Bounding box annotation entries

-- Start --

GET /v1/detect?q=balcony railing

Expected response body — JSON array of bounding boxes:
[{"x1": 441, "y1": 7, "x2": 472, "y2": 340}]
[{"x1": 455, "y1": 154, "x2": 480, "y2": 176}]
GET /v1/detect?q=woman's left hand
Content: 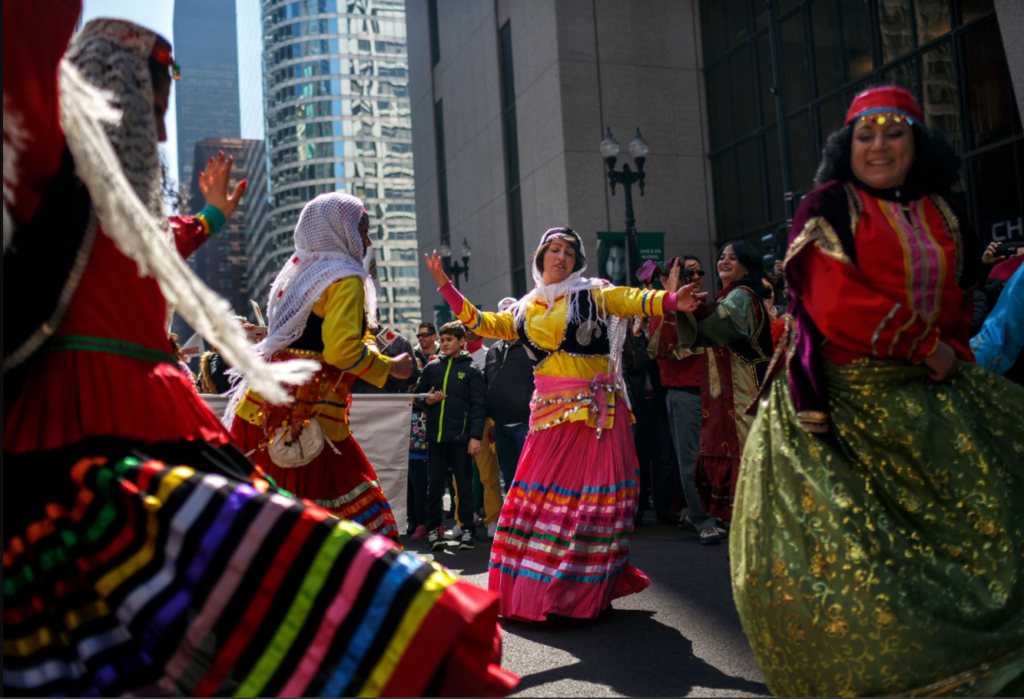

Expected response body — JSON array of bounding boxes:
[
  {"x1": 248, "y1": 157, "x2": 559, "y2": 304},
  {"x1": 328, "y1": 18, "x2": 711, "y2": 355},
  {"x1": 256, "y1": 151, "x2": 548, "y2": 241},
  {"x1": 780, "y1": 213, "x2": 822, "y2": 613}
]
[
  {"x1": 676, "y1": 283, "x2": 708, "y2": 313},
  {"x1": 423, "y1": 250, "x2": 451, "y2": 289},
  {"x1": 199, "y1": 151, "x2": 249, "y2": 218}
]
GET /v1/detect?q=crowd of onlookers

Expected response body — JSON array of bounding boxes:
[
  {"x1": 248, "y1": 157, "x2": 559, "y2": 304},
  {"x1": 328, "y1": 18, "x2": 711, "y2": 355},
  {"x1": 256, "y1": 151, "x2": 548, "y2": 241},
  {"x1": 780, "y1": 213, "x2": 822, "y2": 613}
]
[{"x1": 182, "y1": 244, "x2": 1024, "y2": 550}]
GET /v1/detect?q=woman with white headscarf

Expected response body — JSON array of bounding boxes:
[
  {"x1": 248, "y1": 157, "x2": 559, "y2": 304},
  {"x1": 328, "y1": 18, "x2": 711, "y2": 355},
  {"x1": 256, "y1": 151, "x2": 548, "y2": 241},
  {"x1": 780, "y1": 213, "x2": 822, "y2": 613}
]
[
  {"x1": 3, "y1": 0, "x2": 515, "y2": 696},
  {"x1": 427, "y1": 228, "x2": 703, "y2": 621},
  {"x1": 225, "y1": 192, "x2": 413, "y2": 542}
]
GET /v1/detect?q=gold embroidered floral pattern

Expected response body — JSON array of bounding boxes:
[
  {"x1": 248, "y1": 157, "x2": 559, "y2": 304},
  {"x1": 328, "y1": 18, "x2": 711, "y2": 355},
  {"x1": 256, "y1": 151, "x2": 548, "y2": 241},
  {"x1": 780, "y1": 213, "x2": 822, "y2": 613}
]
[{"x1": 730, "y1": 359, "x2": 1024, "y2": 696}]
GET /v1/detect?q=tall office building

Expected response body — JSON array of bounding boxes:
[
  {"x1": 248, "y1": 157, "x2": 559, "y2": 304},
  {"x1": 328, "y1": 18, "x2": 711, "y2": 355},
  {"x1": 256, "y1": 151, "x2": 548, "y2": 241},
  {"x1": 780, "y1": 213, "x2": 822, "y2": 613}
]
[
  {"x1": 174, "y1": 0, "x2": 243, "y2": 186},
  {"x1": 406, "y1": 0, "x2": 1024, "y2": 313},
  {"x1": 258, "y1": 0, "x2": 420, "y2": 337}
]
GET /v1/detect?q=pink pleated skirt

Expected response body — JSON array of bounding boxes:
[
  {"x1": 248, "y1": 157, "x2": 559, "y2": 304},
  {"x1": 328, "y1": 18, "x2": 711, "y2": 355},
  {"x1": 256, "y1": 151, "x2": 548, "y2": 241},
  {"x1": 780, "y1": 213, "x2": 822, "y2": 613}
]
[{"x1": 487, "y1": 410, "x2": 650, "y2": 621}]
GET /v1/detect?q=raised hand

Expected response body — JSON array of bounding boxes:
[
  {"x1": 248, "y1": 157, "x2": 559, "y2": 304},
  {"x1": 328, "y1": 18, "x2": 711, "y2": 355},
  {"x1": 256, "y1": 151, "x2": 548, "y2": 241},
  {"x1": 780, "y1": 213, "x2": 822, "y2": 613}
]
[
  {"x1": 666, "y1": 282, "x2": 708, "y2": 313},
  {"x1": 199, "y1": 151, "x2": 249, "y2": 218},
  {"x1": 423, "y1": 250, "x2": 451, "y2": 287}
]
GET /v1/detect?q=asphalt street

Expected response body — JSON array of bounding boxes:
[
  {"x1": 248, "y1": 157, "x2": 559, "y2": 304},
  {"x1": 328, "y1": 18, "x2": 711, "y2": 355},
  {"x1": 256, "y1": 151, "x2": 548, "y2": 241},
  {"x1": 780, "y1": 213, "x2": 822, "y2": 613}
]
[{"x1": 403, "y1": 513, "x2": 771, "y2": 697}]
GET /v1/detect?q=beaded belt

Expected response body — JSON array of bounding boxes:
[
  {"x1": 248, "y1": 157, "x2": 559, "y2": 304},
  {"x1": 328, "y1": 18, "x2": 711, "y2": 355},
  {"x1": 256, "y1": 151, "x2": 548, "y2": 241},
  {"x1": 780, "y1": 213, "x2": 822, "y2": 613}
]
[{"x1": 529, "y1": 373, "x2": 622, "y2": 439}]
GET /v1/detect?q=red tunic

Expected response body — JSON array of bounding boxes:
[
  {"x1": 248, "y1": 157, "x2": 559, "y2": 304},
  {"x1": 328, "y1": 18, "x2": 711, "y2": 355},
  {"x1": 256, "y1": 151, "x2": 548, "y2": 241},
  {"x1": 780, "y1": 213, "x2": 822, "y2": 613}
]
[
  {"x1": 3, "y1": 0, "x2": 230, "y2": 453},
  {"x1": 787, "y1": 183, "x2": 974, "y2": 363}
]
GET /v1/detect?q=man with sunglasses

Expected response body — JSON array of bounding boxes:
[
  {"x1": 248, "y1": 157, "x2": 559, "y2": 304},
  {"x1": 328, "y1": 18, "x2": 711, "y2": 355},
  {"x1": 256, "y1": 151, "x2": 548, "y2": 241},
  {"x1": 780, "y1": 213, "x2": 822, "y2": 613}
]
[
  {"x1": 647, "y1": 255, "x2": 725, "y2": 544},
  {"x1": 414, "y1": 322, "x2": 439, "y2": 368}
]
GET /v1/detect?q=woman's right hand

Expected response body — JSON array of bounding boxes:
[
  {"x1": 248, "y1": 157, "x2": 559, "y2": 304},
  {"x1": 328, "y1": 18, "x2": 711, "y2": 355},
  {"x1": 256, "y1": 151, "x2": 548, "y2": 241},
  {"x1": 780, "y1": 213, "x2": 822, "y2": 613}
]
[
  {"x1": 423, "y1": 250, "x2": 451, "y2": 288},
  {"x1": 924, "y1": 340, "x2": 956, "y2": 381},
  {"x1": 390, "y1": 352, "x2": 413, "y2": 381}
]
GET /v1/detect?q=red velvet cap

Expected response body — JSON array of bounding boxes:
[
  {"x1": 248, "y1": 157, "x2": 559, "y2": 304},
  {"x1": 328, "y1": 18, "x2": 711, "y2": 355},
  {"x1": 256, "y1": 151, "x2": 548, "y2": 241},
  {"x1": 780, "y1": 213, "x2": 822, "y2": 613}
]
[{"x1": 846, "y1": 85, "x2": 925, "y2": 125}]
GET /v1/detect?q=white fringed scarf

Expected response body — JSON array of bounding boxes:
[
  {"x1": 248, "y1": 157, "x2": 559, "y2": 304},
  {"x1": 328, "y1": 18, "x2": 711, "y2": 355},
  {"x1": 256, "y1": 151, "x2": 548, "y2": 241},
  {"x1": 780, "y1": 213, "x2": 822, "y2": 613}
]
[
  {"x1": 509, "y1": 228, "x2": 632, "y2": 409},
  {"x1": 52, "y1": 19, "x2": 318, "y2": 402},
  {"x1": 222, "y1": 192, "x2": 377, "y2": 426}
]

-- End --

◆ TASK TO CARRY OUT ◆
Turn the material above into a numbered list with one line per item, leaving out the blank lines. Do not include the pictures in the list.

◆ TASK SOLUTION ◆
1. GET /v1/detect?q=balcony railing
2. Expected response body — JSON array of bounding boxes:
3. [{"x1": 441, "y1": 7, "x2": 472, "y2": 340}]
4. [{"x1": 455, "y1": 154, "x2": 480, "y2": 176}]
5. GET /v1/detect?q=woman's left hand
6. Content: 
7. Expected response body — JSON array of bounding boxes:
8. [
9.   {"x1": 248, "y1": 157, "x2": 559, "y2": 304},
10.   {"x1": 328, "y1": 18, "x2": 711, "y2": 355},
11.   {"x1": 256, "y1": 151, "x2": 548, "y2": 241},
12.   {"x1": 780, "y1": 213, "x2": 822, "y2": 613}
13. ]
14. [
15.   {"x1": 676, "y1": 283, "x2": 708, "y2": 313},
16.   {"x1": 423, "y1": 250, "x2": 451, "y2": 289},
17.   {"x1": 199, "y1": 151, "x2": 249, "y2": 218}
18. ]
19. GET /v1/detect?q=crowd of onlookers
20. Expected response body — JSON array of bounding boxes:
21. [
22.   {"x1": 248, "y1": 157, "x2": 559, "y2": 304},
23.   {"x1": 328, "y1": 18, "x2": 711, "y2": 355},
24.   {"x1": 256, "y1": 151, "x2": 548, "y2": 241},
25.   {"x1": 780, "y1": 213, "x2": 822, "y2": 613}
26. ]
27. [{"x1": 182, "y1": 244, "x2": 1024, "y2": 550}]
28. GET /v1/detect?q=woman with white headscarf
29. Expected response body — JSON array of bounding boxes:
30. [
31.   {"x1": 248, "y1": 157, "x2": 559, "y2": 304},
32.   {"x1": 328, "y1": 18, "x2": 711, "y2": 355},
33.   {"x1": 256, "y1": 151, "x2": 548, "y2": 241},
34.   {"x1": 780, "y1": 213, "x2": 822, "y2": 613}
35. ]
36. [
37.   {"x1": 3, "y1": 0, "x2": 515, "y2": 696},
38.   {"x1": 427, "y1": 228, "x2": 703, "y2": 621},
39.   {"x1": 225, "y1": 192, "x2": 413, "y2": 542}
40. ]
41. GET /v1/detect?q=gold embroidered floral pattern
42. Expected response body — JSON array of bounding boxes:
43. [
44.   {"x1": 248, "y1": 157, "x2": 559, "y2": 304},
45.   {"x1": 328, "y1": 18, "x2": 711, "y2": 355},
46.   {"x1": 256, "y1": 151, "x2": 548, "y2": 241},
47.   {"x1": 780, "y1": 213, "x2": 822, "y2": 613}
48. ]
49. [{"x1": 730, "y1": 359, "x2": 1024, "y2": 696}]
50. GET /v1/detect?q=tall office building
51. Expected response body — JSON array of bounding boxes:
52. [
53.   {"x1": 248, "y1": 157, "x2": 559, "y2": 304},
54.   {"x1": 328, "y1": 18, "x2": 711, "y2": 355},
55.   {"x1": 256, "y1": 151, "x2": 548, "y2": 241},
56.   {"x1": 780, "y1": 213, "x2": 822, "y2": 613}
57. ]
58. [
59.   {"x1": 174, "y1": 0, "x2": 243, "y2": 186},
60.   {"x1": 406, "y1": 0, "x2": 1024, "y2": 313},
61.   {"x1": 258, "y1": 0, "x2": 420, "y2": 337}
62. ]
63. GET /v1/detect?q=pink pleated skirt
64. Expected response body — JSON array of bounding boxes:
65. [
66.   {"x1": 248, "y1": 157, "x2": 559, "y2": 304},
67.   {"x1": 328, "y1": 18, "x2": 711, "y2": 355},
68.   {"x1": 256, "y1": 151, "x2": 548, "y2": 241},
69.   {"x1": 780, "y1": 213, "x2": 822, "y2": 613}
70. ]
71. [{"x1": 487, "y1": 410, "x2": 650, "y2": 621}]
72. GET /v1/detect?q=raised hand
73. Expected response body — JSON array of bounding boxes:
74. [
75.   {"x1": 248, "y1": 157, "x2": 559, "y2": 304},
76.   {"x1": 328, "y1": 18, "x2": 711, "y2": 355},
77.   {"x1": 256, "y1": 151, "x2": 548, "y2": 241},
78.   {"x1": 780, "y1": 213, "x2": 822, "y2": 613}
79. ]
80. [
81.   {"x1": 666, "y1": 282, "x2": 708, "y2": 313},
82.   {"x1": 199, "y1": 151, "x2": 249, "y2": 218},
83.   {"x1": 423, "y1": 250, "x2": 451, "y2": 287}
84. ]
85. GET /v1/detect?q=asphalt street
86. Expected response body — JSON array of bounding boxes:
87. [
88.   {"x1": 248, "y1": 157, "x2": 559, "y2": 304},
89.   {"x1": 328, "y1": 18, "x2": 711, "y2": 355},
90.   {"x1": 256, "y1": 151, "x2": 548, "y2": 241},
91.   {"x1": 780, "y1": 213, "x2": 822, "y2": 613}
92. ]
93. [{"x1": 403, "y1": 513, "x2": 771, "y2": 697}]
94. GET /v1/detect?q=beaded belt
95. Expected response body — JSON array of bounding boxes:
96. [
97.   {"x1": 248, "y1": 157, "x2": 559, "y2": 304},
98.   {"x1": 328, "y1": 18, "x2": 711, "y2": 355},
99.   {"x1": 256, "y1": 151, "x2": 548, "y2": 241},
100.   {"x1": 780, "y1": 213, "x2": 822, "y2": 613}
101. ]
102. [{"x1": 529, "y1": 373, "x2": 622, "y2": 439}]
103. GET /v1/detect?q=red tunic
104. Expected response body — JSON array of bounding boxes:
105. [
106.   {"x1": 248, "y1": 157, "x2": 559, "y2": 304},
107.   {"x1": 328, "y1": 18, "x2": 711, "y2": 355},
108.   {"x1": 256, "y1": 151, "x2": 548, "y2": 241},
109.   {"x1": 780, "y1": 213, "x2": 822, "y2": 613}
110. ]
111. [
112.   {"x1": 3, "y1": 0, "x2": 230, "y2": 453},
113.   {"x1": 787, "y1": 183, "x2": 974, "y2": 363}
114. ]
115. GET /v1/detect?q=man with sunglasses
116. Expected response body — JSON array of bounding boxes:
117. [
118.   {"x1": 248, "y1": 157, "x2": 559, "y2": 304},
119.   {"x1": 328, "y1": 18, "x2": 711, "y2": 355},
120.   {"x1": 256, "y1": 151, "x2": 548, "y2": 241},
121.   {"x1": 780, "y1": 213, "x2": 822, "y2": 613}
122. ]
123. [
124.   {"x1": 647, "y1": 255, "x2": 725, "y2": 544},
125.   {"x1": 414, "y1": 322, "x2": 439, "y2": 368}
126. ]
127. GET /v1/detect?q=woman's right hand
128. Expected response body — JSON array of bounding boxes:
129. [
130.   {"x1": 248, "y1": 157, "x2": 559, "y2": 304},
131.   {"x1": 328, "y1": 18, "x2": 711, "y2": 355},
132.   {"x1": 256, "y1": 151, "x2": 548, "y2": 241},
133.   {"x1": 780, "y1": 213, "x2": 822, "y2": 613}
134. ]
135. [
136.   {"x1": 423, "y1": 250, "x2": 451, "y2": 288},
137.   {"x1": 924, "y1": 340, "x2": 956, "y2": 381},
138.   {"x1": 390, "y1": 352, "x2": 413, "y2": 381}
139. ]
140. GET /v1/detect?q=red velvet cap
141. Expected response body — JSON array of bounding boxes:
142. [
143.   {"x1": 248, "y1": 157, "x2": 559, "y2": 304},
144.   {"x1": 328, "y1": 18, "x2": 711, "y2": 355},
145.   {"x1": 256, "y1": 151, "x2": 548, "y2": 241},
146.   {"x1": 780, "y1": 213, "x2": 822, "y2": 613}
147. ]
148. [{"x1": 846, "y1": 85, "x2": 925, "y2": 125}]
149. GET /v1/detect?q=white fringed scarf
150. Expected response body — JSON array of bounding boxes:
151. [
152.   {"x1": 248, "y1": 157, "x2": 559, "y2": 304},
153.   {"x1": 328, "y1": 18, "x2": 711, "y2": 355},
154.   {"x1": 256, "y1": 151, "x2": 548, "y2": 241},
155.   {"x1": 780, "y1": 213, "x2": 822, "y2": 613}
156. ]
157. [
158.   {"x1": 509, "y1": 228, "x2": 632, "y2": 409},
159.   {"x1": 52, "y1": 19, "x2": 318, "y2": 402},
160.   {"x1": 222, "y1": 192, "x2": 377, "y2": 426}
161. ]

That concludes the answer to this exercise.